▸ **What needs to be done**
Reproduce the records below exactly as given.

(Dataset excerpts on object pointing)
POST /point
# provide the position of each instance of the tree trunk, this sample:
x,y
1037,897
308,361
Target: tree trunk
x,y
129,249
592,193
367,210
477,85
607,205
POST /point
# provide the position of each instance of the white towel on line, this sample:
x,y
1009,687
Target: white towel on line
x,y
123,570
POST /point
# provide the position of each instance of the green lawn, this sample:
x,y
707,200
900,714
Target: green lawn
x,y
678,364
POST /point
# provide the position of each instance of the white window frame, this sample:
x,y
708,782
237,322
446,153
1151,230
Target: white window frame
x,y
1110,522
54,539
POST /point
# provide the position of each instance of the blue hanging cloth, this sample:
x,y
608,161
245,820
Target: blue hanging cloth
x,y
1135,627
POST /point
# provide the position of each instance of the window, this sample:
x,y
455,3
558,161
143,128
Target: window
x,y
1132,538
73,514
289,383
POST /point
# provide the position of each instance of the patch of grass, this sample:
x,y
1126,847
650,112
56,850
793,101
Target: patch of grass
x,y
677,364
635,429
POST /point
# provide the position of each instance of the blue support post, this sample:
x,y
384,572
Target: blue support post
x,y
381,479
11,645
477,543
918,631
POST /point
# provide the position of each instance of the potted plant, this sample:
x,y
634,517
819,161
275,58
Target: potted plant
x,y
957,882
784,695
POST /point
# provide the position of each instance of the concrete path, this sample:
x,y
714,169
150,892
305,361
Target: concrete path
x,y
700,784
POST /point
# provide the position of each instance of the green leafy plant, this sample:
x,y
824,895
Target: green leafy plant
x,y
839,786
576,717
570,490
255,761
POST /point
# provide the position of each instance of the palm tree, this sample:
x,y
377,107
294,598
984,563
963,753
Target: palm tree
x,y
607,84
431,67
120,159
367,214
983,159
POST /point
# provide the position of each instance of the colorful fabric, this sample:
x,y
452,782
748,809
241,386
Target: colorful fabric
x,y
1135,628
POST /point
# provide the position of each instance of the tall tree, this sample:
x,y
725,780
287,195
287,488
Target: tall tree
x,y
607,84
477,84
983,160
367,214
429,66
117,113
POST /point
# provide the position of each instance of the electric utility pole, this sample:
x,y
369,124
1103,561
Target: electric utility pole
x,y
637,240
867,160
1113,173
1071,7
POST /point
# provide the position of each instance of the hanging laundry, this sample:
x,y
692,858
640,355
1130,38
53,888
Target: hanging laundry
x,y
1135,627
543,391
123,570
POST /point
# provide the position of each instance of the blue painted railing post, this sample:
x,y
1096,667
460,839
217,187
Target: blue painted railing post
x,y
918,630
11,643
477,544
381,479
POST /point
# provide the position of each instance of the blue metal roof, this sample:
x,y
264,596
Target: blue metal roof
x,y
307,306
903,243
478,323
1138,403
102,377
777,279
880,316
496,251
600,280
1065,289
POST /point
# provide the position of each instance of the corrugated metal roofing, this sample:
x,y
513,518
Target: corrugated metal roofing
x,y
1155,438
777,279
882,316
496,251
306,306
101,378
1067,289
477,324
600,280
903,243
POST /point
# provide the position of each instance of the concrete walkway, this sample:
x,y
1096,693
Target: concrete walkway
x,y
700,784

▸ **Response to this exercise**
POST /point
# provide the position of each instance of the tree trunk, this sample:
x,y
1037,897
308,361
Target: tree trunk
x,y
129,249
592,193
367,210
477,85
607,205
POST /point
# provide the position of each instance of the white towel on line, this sample:
x,y
1009,687
Target: white towel on line
x,y
123,570
POST /point
# provide the position of each instance of the green lawn, this sample:
x,y
707,200
900,714
Target: green lawn
x,y
678,364
POST /point
# provide the position of each instance of the white window frame, this sample:
x,y
708,782
237,322
446,153
1151,230
Target: white window frame
x,y
1110,522
54,539
POST /point
# provide the position of each instance of the blue hanging cloth, this sample:
x,y
608,161
245,820
Target: blue hanging cloth
x,y
1135,627
POST /point
# provide the position of each instance of the window, this sample:
x,y
455,3
558,161
143,128
Target: window
x,y
1132,538
73,514
289,383
POST /point
# provide the position of each instance of the patch of grass, this sample:
x,y
1126,847
650,112
56,850
793,101
Target: patch of grass
x,y
677,364
635,429
POST /point
# provide the position of each instance of the blue support post, this sample:
x,y
384,572
Target: blue support post
x,y
381,479
11,645
477,543
918,631
POST /point
# provide the position of each instance of the potted plant, this sample:
x,y
634,517
819,161
275,58
Target: potted plant
x,y
957,882
784,695
POST /point
# provide the position of each instance of the concrete path, this sample:
x,y
714,169
150,892
305,361
Target: concrete path
x,y
700,784
POST /point
# provide the position of each instance of the green leafy plant, this sample:
x,y
824,895
Target: green leafy plant
x,y
839,786
576,717
570,490
255,761
POST /point
# provide the position of each instance of the palm tree, this sample:
x,y
377,107
294,598
984,563
963,753
Target: palm tree
x,y
607,84
431,67
120,159
367,214
983,159
POST /point
# provide the position of each instance of the colorful fabric, this sample:
x,y
452,782
748,809
241,386
Target: colorful fabric
x,y
1135,628
POST /point
# provide the position of each instance of the tall tree, this sample:
x,y
725,780
287,195
287,488
Target: tall tree
x,y
607,84
477,84
983,160
367,214
429,66
117,113
POST /point
# provide the position of each instance of the electric utility pole, this sample:
x,y
369,124
1103,561
Target: electric utility pole
x,y
637,240
867,160
1113,173
1071,7
POST /point
# provide the position of each instance of the hanging laundry, this sample:
x,y
692,858
640,355
1130,38
53,888
Target: hanging laundry
x,y
1135,627
543,391
123,570
POST /point
# provide the position of each instance of the blue painted railing post, this sample:
x,y
1096,667
460,839
217,187
Target: blue painted railing post
x,y
918,630
11,643
477,544
381,479
POST /point
# provide the position of each instance of the blue metal roof, this sample:
x,y
264,596
Target: blue metal roof
x,y
307,306
903,243
478,323
1138,403
102,377
777,279
880,316
496,251
600,280
1065,289
POST /point
# provide the position of each instance of the corrugated metal roofing, this sample:
x,y
513,518
Target: corrugated metal roofing
x,y
1155,438
777,279
882,316
496,251
306,306
101,378
1067,289
477,324
600,280
903,243
POST /point
# provide the position of each instance of the concrete walkway, this sample:
x,y
1096,693
Target: concrete walkway
x,y
700,784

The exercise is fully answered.